● **WHAT THE TASK REQUIRES**
Rewrite the listing below with every "photograph" changed to "image" and everything else left as it is. Omit the pictures from your answer.

● **RECORDS SHOWN**
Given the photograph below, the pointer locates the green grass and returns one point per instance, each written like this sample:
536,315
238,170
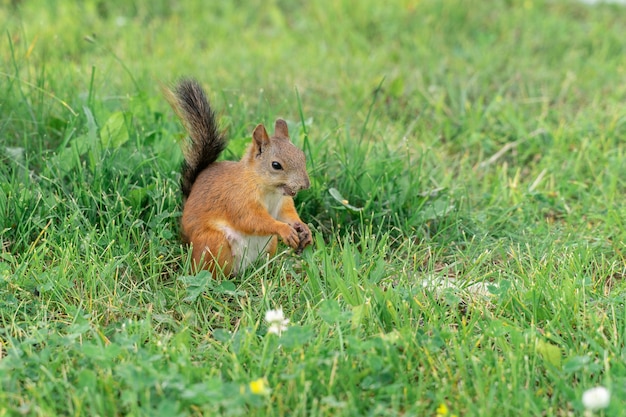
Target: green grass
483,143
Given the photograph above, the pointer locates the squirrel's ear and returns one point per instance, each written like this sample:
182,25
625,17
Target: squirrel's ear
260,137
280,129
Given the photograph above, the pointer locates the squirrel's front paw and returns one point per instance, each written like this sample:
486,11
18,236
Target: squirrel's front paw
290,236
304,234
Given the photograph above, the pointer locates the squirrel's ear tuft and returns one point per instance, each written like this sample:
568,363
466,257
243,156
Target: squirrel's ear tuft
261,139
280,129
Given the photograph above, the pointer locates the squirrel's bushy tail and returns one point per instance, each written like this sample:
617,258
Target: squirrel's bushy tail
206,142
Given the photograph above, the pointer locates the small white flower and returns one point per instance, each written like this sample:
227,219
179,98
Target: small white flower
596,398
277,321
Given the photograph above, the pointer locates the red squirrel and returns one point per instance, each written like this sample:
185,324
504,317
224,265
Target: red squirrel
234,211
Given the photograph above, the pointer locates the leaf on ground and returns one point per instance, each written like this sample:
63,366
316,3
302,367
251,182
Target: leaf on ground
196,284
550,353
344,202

● **EXERCISE ANSWER**
Given the image below, the pointer locates the green grass and returns one point per instance, each written like this sample:
536,315
238,170
Target: green grass
483,143
Given the image above, the pointer locates the squirrel's ear and returns one point per instance, each written like this sample:
182,25
625,17
Target: squirrel's ear
260,137
280,129
Given the image above, the pointer locates the squirrel's front paw and returns one point per instance, each written like this sample:
486,11
18,236
Target: squirrel's front paw
290,236
304,234
Given the image above, the pointer locates the squirrel's ear tuft and returns one point per instance, each written like this sample:
568,363
466,257
243,156
Target: squirrel's ear tuft
261,139
280,129
Given the image above, the pointer locates the squirrel's bushy tail and returns one point per instance, each written like this sample:
617,258
Target: squirrel's bushy tail
206,142
Given the image above, the pointer locates the small white flower and returns one point per instance, each written like this sample:
227,219
179,98
Target: small white flower
596,398
277,321
Given the image above, the pointer locates the red squirrel and returns one point per instance, each written like this sample:
185,324
504,317
224,265
Target: red squirrel
234,211
Given the image above, the pointer locates the leaf on ground and returns one point per instance, each written like this sample:
63,366
316,3
302,367
251,182
Target: leaf on ground
196,284
550,353
344,202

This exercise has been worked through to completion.